Rep. Rashida Tlaib (D-Michigan) has flamed Democrats for misplaced priorities as they rage over the Trump administration’s leak of sensitive information on the U.S.’s bombing of Yemen earlier this month — but not over the strikes themselves, which reportedly killed dozens of civilians.
“More heat for using a group chat than for the bombing itself,” Tlaib said in a post on social media on Monday.
Tlaib’s post was in response to congressional Democrats and some Republicans demanding accountability after The Atlantic’s editor in chief Jeffrey Goldberg revealed in an article on Monday that he had been seemingly inadvertently looped in on sensitive war plans on the private messaging app Signal.
In the article, Goldberg discusses how he was included in a group chat with top U.S. officials, including Vice President J.D. Vance, Defense Secretary Pete Hegseth, Secretary of State Marco Rubio, National Security Adviser Mike Waltz, and others. In the chat entitled “Houthi PC small group,” which convened days before the March 15 and 16 U.S. strikes on Yemen, the officials discussed the impending strikes.
Some lawmakers are calling for investigations into the leak, while others are calling for officials responsible to resign. “This is an outrageous national security breach and heads should roll,” said House Armed Services Committee member Rep. Chris Deluzio (D-Pennsylvania) to Axios. “We need a full investigation and hearing into this on the House Armed Services Committee, ASAP.”
However, as Tlaib pointed out, when the strikes happened — killing at least 53 people across Yemen, including over 30 civilians — they went largely ignored by lawmakers. Children were among those killed by the strikes, which Houthi officials said were a war crime.

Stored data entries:

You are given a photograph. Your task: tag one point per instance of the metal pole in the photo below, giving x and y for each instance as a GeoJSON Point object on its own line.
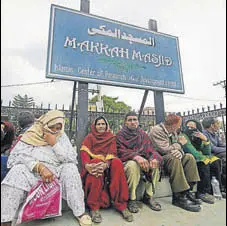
{"type": "Point", "coordinates": [158, 95]}
{"type": "Point", "coordinates": [152, 25]}
{"type": "Point", "coordinates": [82, 111]}
{"type": "Point", "coordinates": [143, 103]}
{"type": "Point", "coordinates": [72, 110]}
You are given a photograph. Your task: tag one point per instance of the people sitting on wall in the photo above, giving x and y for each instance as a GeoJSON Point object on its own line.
{"type": "Point", "coordinates": [140, 161]}
{"type": "Point", "coordinates": [208, 165]}
{"type": "Point", "coordinates": [218, 147]}
{"type": "Point", "coordinates": [181, 167]}
{"type": "Point", "coordinates": [102, 172]}
{"type": "Point", "coordinates": [43, 152]}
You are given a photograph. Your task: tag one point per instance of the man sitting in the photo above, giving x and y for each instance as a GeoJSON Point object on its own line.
{"type": "Point", "coordinates": [218, 148]}
{"type": "Point", "coordinates": [180, 167]}
{"type": "Point", "coordinates": [140, 159]}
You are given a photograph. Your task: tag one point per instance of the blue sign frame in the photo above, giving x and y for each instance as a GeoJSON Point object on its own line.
{"type": "Point", "coordinates": [84, 47]}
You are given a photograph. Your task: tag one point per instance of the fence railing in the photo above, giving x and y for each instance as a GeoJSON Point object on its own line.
{"type": "Point", "coordinates": [115, 119]}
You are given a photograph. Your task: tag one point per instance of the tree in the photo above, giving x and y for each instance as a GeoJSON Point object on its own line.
{"type": "Point", "coordinates": [111, 104]}
{"type": "Point", "coordinates": [23, 102]}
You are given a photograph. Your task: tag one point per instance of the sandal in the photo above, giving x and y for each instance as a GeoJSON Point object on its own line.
{"type": "Point", "coordinates": [96, 216]}
{"type": "Point", "coordinates": [154, 205]}
{"type": "Point", "coordinates": [127, 215]}
{"type": "Point", "coordinates": [84, 220]}
{"type": "Point", "coordinates": [132, 206]}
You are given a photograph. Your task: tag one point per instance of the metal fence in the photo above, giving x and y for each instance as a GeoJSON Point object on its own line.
{"type": "Point", "coordinates": [115, 119]}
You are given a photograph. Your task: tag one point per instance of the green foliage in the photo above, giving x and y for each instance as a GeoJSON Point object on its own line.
{"type": "Point", "coordinates": [23, 102]}
{"type": "Point", "coordinates": [111, 104]}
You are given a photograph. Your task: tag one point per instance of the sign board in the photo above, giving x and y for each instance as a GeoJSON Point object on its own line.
{"type": "Point", "coordinates": [92, 49]}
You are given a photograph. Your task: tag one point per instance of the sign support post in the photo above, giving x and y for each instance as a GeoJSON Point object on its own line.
{"type": "Point", "coordinates": [82, 111]}
{"type": "Point", "coordinates": [158, 95]}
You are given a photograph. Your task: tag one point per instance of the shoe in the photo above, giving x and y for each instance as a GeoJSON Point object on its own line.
{"type": "Point", "coordinates": [96, 216]}
{"type": "Point", "coordinates": [191, 197]}
{"type": "Point", "coordinates": [206, 198]}
{"type": "Point", "coordinates": [183, 202]}
{"type": "Point", "coordinates": [133, 206]}
{"type": "Point", "coordinates": [127, 215]}
{"type": "Point", "coordinates": [84, 220]}
{"type": "Point", "coordinates": [150, 202]}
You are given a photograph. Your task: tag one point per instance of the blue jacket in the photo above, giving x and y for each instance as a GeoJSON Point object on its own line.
{"type": "Point", "coordinates": [217, 146]}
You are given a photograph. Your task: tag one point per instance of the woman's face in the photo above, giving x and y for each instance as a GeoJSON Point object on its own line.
{"type": "Point", "coordinates": [56, 128]}
{"type": "Point", "coordinates": [100, 126]}
{"type": "Point", "coordinates": [191, 125]}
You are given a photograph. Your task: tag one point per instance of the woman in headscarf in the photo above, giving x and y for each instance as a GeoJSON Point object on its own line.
{"type": "Point", "coordinates": [208, 165]}
{"type": "Point", "coordinates": [44, 151]}
{"type": "Point", "coordinates": [102, 172]}
{"type": "Point", "coordinates": [8, 137]}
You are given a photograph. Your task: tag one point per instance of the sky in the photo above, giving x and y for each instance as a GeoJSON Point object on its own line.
{"type": "Point", "coordinates": [200, 26]}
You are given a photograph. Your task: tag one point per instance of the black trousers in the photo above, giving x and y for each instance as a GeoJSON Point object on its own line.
{"type": "Point", "coordinates": [206, 172]}
{"type": "Point", "coordinates": [222, 156]}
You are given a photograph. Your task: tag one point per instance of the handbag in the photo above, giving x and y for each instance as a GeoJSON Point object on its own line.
{"type": "Point", "coordinates": [43, 201]}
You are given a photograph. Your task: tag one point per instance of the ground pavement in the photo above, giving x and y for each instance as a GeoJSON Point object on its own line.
{"type": "Point", "coordinates": [210, 215]}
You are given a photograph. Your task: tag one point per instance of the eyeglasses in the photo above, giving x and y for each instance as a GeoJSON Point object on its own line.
{"type": "Point", "coordinates": [100, 124]}
{"type": "Point", "coordinates": [132, 119]}
{"type": "Point", "coordinates": [56, 128]}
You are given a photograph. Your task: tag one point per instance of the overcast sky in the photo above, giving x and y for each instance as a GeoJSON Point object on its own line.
{"type": "Point", "coordinates": [199, 24]}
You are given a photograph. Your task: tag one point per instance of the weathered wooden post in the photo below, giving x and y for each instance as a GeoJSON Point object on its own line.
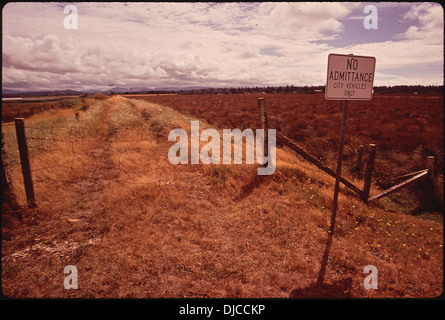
{"type": "Point", "coordinates": [263, 124]}
{"type": "Point", "coordinates": [359, 162]}
{"type": "Point", "coordinates": [430, 167]}
{"type": "Point", "coordinates": [24, 160]}
{"type": "Point", "coordinates": [368, 173]}
{"type": "Point", "coordinates": [8, 190]}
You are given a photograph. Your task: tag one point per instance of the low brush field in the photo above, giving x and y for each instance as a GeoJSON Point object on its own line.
{"type": "Point", "coordinates": [111, 204]}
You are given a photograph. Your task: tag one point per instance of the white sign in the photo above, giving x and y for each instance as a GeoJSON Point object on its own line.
{"type": "Point", "coordinates": [349, 77]}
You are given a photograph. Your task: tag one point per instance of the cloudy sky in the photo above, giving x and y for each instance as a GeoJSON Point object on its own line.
{"type": "Point", "coordinates": [214, 44]}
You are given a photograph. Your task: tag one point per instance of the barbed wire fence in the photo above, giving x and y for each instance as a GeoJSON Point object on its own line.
{"type": "Point", "coordinates": [76, 158]}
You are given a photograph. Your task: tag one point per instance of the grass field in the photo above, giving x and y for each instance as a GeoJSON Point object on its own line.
{"type": "Point", "coordinates": [135, 226]}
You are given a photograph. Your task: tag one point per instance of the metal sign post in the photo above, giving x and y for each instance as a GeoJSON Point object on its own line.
{"type": "Point", "coordinates": [349, 77]}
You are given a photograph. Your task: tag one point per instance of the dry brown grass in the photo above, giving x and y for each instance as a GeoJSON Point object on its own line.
{"type": "Point", "coordinates": [136, 226]}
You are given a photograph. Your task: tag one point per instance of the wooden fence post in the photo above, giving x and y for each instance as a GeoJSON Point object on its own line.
{"type": "Point", "coordinates": [24, 160]}
{"type": "Point", "coordinates": [430, 167]}
{"type": "Point", "coordinates": [359, 162]}
{"type": "Point", "coordinates": [263, 124]}
{"type": "Point", "coordinates": [8, 191]}
{"type": "Point", "coordinates": [368, 173]}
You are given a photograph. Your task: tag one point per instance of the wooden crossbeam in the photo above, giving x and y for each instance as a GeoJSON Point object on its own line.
{"type": "Point", "coordinates": [316, 162]}
{"type": "Point", "coordinates": [400, 185]}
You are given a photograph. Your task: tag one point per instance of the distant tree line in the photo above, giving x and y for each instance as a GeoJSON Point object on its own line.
{"type": "Point", "coordinates": [298, 89]}
{"type": "Point", "coordinates": [244, 90]}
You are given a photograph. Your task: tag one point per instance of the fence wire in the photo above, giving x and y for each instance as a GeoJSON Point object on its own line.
{"type": "Point", "coordinates": [81, 159]}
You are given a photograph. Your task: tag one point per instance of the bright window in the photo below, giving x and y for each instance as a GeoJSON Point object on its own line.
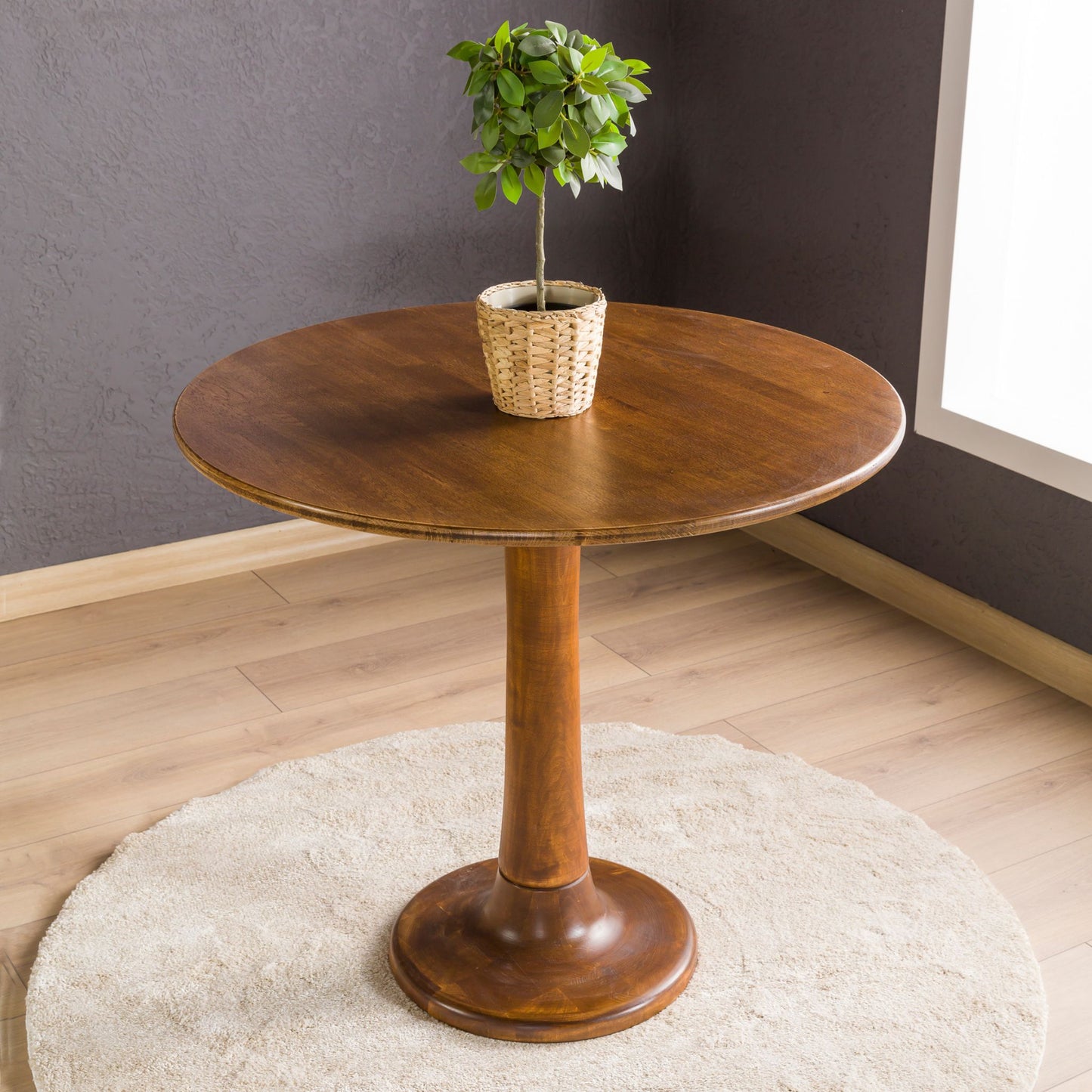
{"type": "Point", "coordinates": [1007, 333]}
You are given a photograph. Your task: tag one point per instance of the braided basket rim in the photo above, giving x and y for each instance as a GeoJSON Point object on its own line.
{"type": "Point", "coordinates": [518, 312]}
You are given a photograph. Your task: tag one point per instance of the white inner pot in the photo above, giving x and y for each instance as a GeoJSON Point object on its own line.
{"type": "Point", "coordinates": [510, 297]}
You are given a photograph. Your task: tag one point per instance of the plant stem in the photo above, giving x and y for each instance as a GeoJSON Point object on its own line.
{"type": "Point", "coordinates": [540, 253]}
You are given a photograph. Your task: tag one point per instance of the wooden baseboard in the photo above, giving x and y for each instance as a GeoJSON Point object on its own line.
{"type": "Point", "coordinates": [74, 583]}
{"type": "Point", "coordinates": [1013, 642]}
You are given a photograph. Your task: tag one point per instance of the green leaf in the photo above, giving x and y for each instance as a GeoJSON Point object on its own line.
{"type": "Point", "coordinates": [554, 154]}
{"type": "Point", "coordinates": [485, 193]}
{"type": "Point", "coordinates": [611, 144]}
{"type": "Point", "coordinates": [515, 122]}
{"type": "Point", "coordinates": [547, 73]}
{"type": "Point", "coordinates": [511, 90]}
{"type": "Point", "coordinates": [478, 163]}
{"type": "Point", "coordinates": [598, 112]}
{"type": "Point", "coordinates": [510, 184]}
{"type": "Point", "coordinates": [537, 45]}
{"type": "Point", "coordinates": [611, 69]}
{"type": "Point", "coordinates": [534, 178]}
{"type": "Point", "coordinates": [551, 135]}
{"type": "Point", "coordinates": [610, 172]}
{"type": "Point", "coordinates": [490, 134]}
{"type": "Point", "coordinates": [549, 110]}
{"type": "Point", "coordinates": [466, 51]}
{"type": "Point", "coordinates": [594, 59]}
{"type": "Point", "coordinates": [574, 138]}
{"type": "Point", "coordinates": [626, 91]}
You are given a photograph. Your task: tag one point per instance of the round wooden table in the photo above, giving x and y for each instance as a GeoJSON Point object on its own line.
{"type": "Point", "coordinates": [385, 422]}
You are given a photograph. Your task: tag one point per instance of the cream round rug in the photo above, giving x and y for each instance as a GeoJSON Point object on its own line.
{"type": "Point", "coordinates": [240, 944]}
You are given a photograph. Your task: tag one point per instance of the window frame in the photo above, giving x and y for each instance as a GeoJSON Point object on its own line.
{"type": "Point", "coordinates": [930, 419]}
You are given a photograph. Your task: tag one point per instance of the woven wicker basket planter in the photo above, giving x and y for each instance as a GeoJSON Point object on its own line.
{"type": "Point", "coordinates": [542, 363]}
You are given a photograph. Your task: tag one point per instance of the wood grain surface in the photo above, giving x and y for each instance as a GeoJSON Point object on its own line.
{"type": "Point", "coordinates": [385, 422]}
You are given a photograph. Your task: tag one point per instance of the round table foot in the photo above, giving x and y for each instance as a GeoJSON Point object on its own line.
{"type": "Point", "coordinates": [543, 966]}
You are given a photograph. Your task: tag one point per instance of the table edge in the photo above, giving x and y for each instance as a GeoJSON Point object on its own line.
{"type": "Point", "coordinates": [613, 535]}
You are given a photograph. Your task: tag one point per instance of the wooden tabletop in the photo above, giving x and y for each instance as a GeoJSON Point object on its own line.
{"type": "Point", "coordinates": [385, 422]}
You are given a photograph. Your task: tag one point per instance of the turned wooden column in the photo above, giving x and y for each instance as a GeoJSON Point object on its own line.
{"type": "Point", "coordinates": [542, 838]}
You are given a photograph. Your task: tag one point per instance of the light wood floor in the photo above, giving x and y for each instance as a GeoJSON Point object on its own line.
{"type": "Point", "coordinates": [113, 714]}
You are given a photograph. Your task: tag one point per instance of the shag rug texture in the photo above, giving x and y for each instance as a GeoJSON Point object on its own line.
{"type": "Point", "coordinates": [240, 944]}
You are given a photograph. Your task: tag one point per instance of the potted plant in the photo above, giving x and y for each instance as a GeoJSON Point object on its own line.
{"type": "Point", "coordinates": [546, 102]}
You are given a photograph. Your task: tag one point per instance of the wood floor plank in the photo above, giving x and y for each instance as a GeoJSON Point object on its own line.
{"type": "Point", "coordinates": [626, 559]}
{"type": "Point", "coordinates": [14, 1072]}
{"type": "Point", "coordinates": [339, 669]}
{"type": "Point", "coordinates": [132, 616]}
{"type": "Point", "coordinates": [379, 564]}
{"type": "Point", "coordinates": [51, 738]}
{"type": "Point", "coordinates": [35, 879]}
{"type": "Point", "coordinates": [1080, 1084]}
{"type": "Point", "coordinates": [744, 621]}
{"type": "Point", "coordinates": [1068, 979]}
{"type": "Point", "coordinates": [12, 991]}
{"type": "Point", "coordinates": [88, 794]}
{"type": "Point", "coordinates": [868, 710]}
{"type": "Point", "coordinates": [924, 768]}
{"type": "Point", "coordinates": [1053, 896]}
{"type": "Point", "coordinates": [723, 729]}
{"type": "Point", "coordinates": [1020, 817]}
{"type": "Point", "coordinates": [729, 686]}
{"type": "Point", "coordinates": [191, 650]}
{"type": "Point", "coordinates": [20, 944]}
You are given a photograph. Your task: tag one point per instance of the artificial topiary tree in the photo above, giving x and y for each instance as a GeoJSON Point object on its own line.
{"type": "Point", "coordinates": [547, 100]}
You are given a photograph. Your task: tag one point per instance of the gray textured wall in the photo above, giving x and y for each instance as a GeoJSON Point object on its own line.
{"type": "Point", "coordinates": [184, 177]}
{"type": "Point", "coordinates": [181, 179]}
{"type": "Point", "coordinates": [806, 204]}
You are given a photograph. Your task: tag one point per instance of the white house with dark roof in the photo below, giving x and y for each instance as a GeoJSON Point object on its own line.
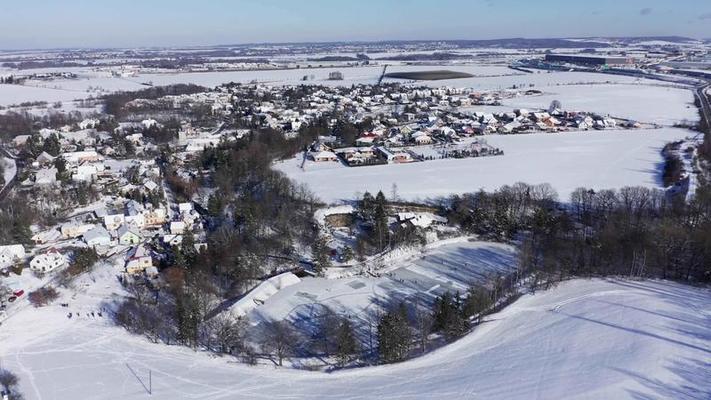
{"type": "Point", "coordinates": [48, 261]}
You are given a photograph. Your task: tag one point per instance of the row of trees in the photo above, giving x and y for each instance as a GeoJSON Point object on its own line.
{"type": "Point", "coordinates": [634, 231]}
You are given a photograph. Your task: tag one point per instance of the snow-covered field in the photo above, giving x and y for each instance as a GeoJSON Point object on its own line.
{"type": "Point", "coordinates": [486, 77]}
{"type": "Point", "coordinates": [650, 104]}
{"type": "Point", "coordinates": [593, 159]}
{"type": "Point", "coordinates": [449, 266]}
{"type": "Point", "coordinates": [586, 339]}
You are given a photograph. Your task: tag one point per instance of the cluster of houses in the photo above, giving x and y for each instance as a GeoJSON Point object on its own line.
{"type": "Point", "coordinates": [131, 231]}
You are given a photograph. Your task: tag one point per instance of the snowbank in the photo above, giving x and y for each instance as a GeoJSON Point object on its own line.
{"type": "Point", "coordinates": [262, 293]}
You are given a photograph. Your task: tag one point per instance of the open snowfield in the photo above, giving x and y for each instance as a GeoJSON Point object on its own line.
{"type": "Point", "coordinates": [583, 340]}
{"type": "Point", "coordinates": [486, 77]}
{"type": "Point", "coordinates": [449, 266]}
{"type": "Point", "coordinates": [593, 159]}
{"type": "Point", "coordinates": [650, 104]}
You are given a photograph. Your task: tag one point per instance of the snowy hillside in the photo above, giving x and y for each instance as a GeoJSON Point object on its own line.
{"type": "Point", "coordinates": [583, 340]}
{"type": "Point", "coordinates": [596, 159]}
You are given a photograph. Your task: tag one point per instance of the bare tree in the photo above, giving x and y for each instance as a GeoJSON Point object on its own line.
{"type": "Point", "coordinates": [228, 333]}
{"type": "Point", "coordinates": [279, 339]}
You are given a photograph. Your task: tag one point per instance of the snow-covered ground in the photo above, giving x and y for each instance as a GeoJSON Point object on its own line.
{"type": "Point", "coordinates": [9, 169]}
{"type": "Point", "coordinates": [650, 104]}
{"type": "Point", "coordinates": [486, 77]}
{"type": "Point", "coordinates": [448, 266]}
{"type": "Point", "coordinates": [586, 339]}
{"type": "Point", "coordinates": [593, 159]}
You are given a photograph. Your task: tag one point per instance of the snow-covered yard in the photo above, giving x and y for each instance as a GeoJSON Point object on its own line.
{"type": "Point", "coordinates": [584, 339]}
{"type": "Point", "coordinates": [594, 159]}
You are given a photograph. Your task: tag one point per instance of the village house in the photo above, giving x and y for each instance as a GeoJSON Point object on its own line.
{"type": "Point", "coordinates": [48, 236]}
{"type": "Point", "coordinates": [395, 157]}
{"type": "Point", "coordinates": [48, 261]}
{"type": "Point", "coordinates": [113, 221]}
{"type": "Point", "coordinates": [98, 236]}
{"type": "Point", "coordinates": [46, 177]}
{"type": "Point", "coordinates": [138, 260]}
{"type": "Point", "coordinates": [73, 230]}
{"type": "Point", "coordinates": [155, 217]}
{"type": "Point", "coordinates": [127, 235]}
{"type": "Point", "coordinates": [323, 156]}
{"type": "Point", "coordinates": [11, 254]}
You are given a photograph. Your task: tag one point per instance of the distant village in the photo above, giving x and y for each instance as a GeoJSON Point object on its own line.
{"type": "Point", "coordinates": [130, 212]}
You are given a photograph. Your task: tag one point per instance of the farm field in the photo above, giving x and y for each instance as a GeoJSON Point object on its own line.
{"type": "Point", "coordinates": [649, 104]}
{"type": "Point", "coordinates": [593, 159]}
{"type": "Point", "coordinates": [485, 77]}
{"type": "Point", "coordinates": [442, 267]}
{"type": "Point", "coordinates": [651, 341]}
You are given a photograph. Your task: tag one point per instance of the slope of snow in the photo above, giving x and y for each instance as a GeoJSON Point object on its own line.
{"type": "Point", "coordinates": [262, 293]}
{"type": "Point", "coordinates": [594, 159]}
{"type": "Point", "coordinates": [444, 266]}
{"type": "Point", "coordinates": [589, 339]}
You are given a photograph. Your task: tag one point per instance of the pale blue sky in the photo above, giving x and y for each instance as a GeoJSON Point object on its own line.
{"type": "Point", "coordinates": [131, 23]}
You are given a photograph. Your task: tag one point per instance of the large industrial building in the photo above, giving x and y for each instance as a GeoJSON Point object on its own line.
{"type": "Point", "coordinates": [588, 59]}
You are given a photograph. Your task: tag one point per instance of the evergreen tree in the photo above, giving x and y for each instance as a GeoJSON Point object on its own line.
{"type": "Point", "coordinates": [321, 255]}
{"type": "Point", "coordinates": [188, 319]}
{"type": "Point", "coordinates": [394, 335]}
{"type": "Point", "coordinates": [346, 342]}
{"type": "Point", "coordinates": [381, 229]}
{"type": "Point", "coordinates": [448, 316]}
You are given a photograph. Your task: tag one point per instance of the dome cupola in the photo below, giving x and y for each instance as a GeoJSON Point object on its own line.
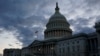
{"type": "Point", "coordinates": [57, 26]}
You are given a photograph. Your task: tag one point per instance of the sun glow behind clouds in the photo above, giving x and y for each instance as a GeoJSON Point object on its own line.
{"type": "Point", "coordinates": [8, 40]}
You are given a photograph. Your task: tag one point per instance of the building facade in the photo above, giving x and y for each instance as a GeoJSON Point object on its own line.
{"type": "Point", "coordinates": [59, 40]}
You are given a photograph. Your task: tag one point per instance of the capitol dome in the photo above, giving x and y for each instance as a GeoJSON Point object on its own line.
{"type": "Point", "coordinates": [57, 26]}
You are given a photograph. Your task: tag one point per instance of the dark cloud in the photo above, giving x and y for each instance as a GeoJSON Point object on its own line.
{"type": "Point", "coordinates": [10, 44]}
{"type": "Point", "coordinates": [82, 25]}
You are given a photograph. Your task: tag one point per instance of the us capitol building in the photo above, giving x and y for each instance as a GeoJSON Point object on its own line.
{"type": "Point", "coordinates": [59, 41]}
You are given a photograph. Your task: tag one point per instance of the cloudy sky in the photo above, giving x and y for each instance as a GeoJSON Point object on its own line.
{"type": "Point", "coordinates": [20, 19]}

# Using the information
(1) In the news passage on Tlaib, rewrite the section starting at "Rep. Rashida Tlaib" and ending at "messaging app Signal.", replacing "private messaging app" with "encrypted messaging app".
(2) Answer these questions using the news passage on Tlaib:
(a) What did Tlaib write in her post on social media on Monday?
(b) What was the group chat titled?
(c) How many people were killed across Yemen by the strikes?
(3) Extend the news passage on Tlaib, continuing after its final sentence.

# Expected outputs
(1)
Rep. Rashida Tlaib (D-Michigan) has flamed Democrats for misplaced priorities as they rage over the Trump administration’s leak of sensitive information on the U.S.’s bombing of Yemen earlier this month — but not over the strikes themselves, which reportedly killed dozens of civilians.
“More heat for using a group chat than for the bombing itself,” Tlaib said in a post on social media on Monday.
Tlaib’s post was in response to congressional Democrats and some Republicans demanding accountability after The Atlantic’s editor in chief Jeffrey Goldberg revealed in an article on Monday that he had been seemingly inadvertently looped in on sensitive war plans on the encrypted messaging app Signal.

(2)
(a) "More heat for using a group chat than for the bombing itself."
(b) "Houthi PC small group"
(c) At least 53, including over 30 civilians.

(3)
To Tlaib’s point, the U.S. once again struck Yemen, one of the poorest countries in the world, on Tuesday. For the second time in as many weeks, the U.S. targeted the Al-Rasool Al-Azam Oncology Hospital, destroying the newly built cancer facility.
At least two people were killed by the renewed strikes, with 13 people injured. The administration has not made clear the goal of the strikes, but the effects on Yemen’s civilian population have been catastrophic: The U.S.’s years-long war on the country has helped create “one of the worst humanitarian crises in the world,” as human rights groups say, manufacturing a horrific famine affecting tens of millions of people.
And yet, the focus of the vast majority of news media on Monday and Tuesday was on the potential laws and norms broken by the leak of the war plans.
Politicians and former government officials have said that it is not just dangerous for such sensitive chats to take place on an app that could be breached by foreign officials, but also for officials to handle classified information so negligently. (Director of National Intelligence Tulsi Gabbard and CIA Director John Ratcliffe have denied that there was classified information shared in the chat, even though other top Republicans have acknowledged the officials’ mistake.)
The war itself, however, is unconstitutional, as Tlaib and other progressive lawmakers have previously said. Under both Presidents Joe Biden and Donald Trump, the U.S. has been bombing Yemen for over a year, effectively carrying out a war without authorization from Congress. Congressional authorization is required for military action like the airstrikes on Yemen.
Tlaib raised this issue when the Trump administration originally bombed Yemen earlier this month.
“Our country is addicted to wars,” she said. “There’s always money for bombs, but none to end homelessness in our country. Meanwhile, innocent lives in Yemen will suffer and a generation of children will live with the tragic consequences. Congress should decide to go to war, not the president.”